EXTRACTED RECORDS =>
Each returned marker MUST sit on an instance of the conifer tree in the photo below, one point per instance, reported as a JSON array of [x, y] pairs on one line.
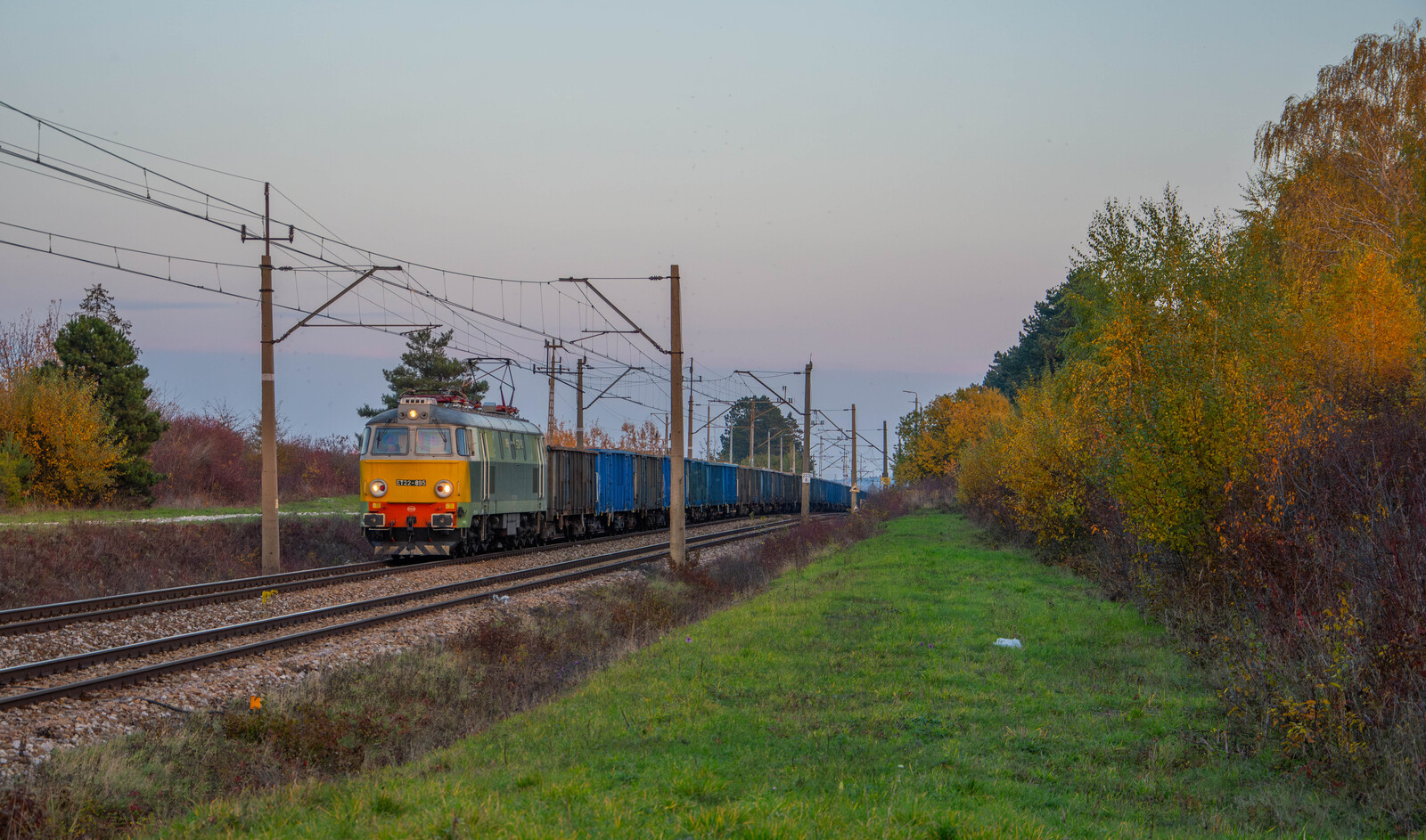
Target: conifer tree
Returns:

--

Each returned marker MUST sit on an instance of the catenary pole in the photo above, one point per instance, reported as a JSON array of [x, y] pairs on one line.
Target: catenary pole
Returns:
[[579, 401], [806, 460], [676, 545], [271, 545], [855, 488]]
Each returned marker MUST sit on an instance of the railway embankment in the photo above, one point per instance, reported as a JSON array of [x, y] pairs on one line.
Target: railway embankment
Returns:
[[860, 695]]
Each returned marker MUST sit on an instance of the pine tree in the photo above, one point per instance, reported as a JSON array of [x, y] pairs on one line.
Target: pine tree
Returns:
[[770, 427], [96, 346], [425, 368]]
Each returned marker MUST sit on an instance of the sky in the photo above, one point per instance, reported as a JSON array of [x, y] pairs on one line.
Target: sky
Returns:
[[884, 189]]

ACTION ITEM => Copy all lines of the preceding data that hold the word "embankment".

TASK RESPONSE =>
Each returned marker MUST sit on an instance of the railway embankment in the photo above, one point per instance, reported as a JSON array of [x, y] pairs on one line.
Target: railway embankment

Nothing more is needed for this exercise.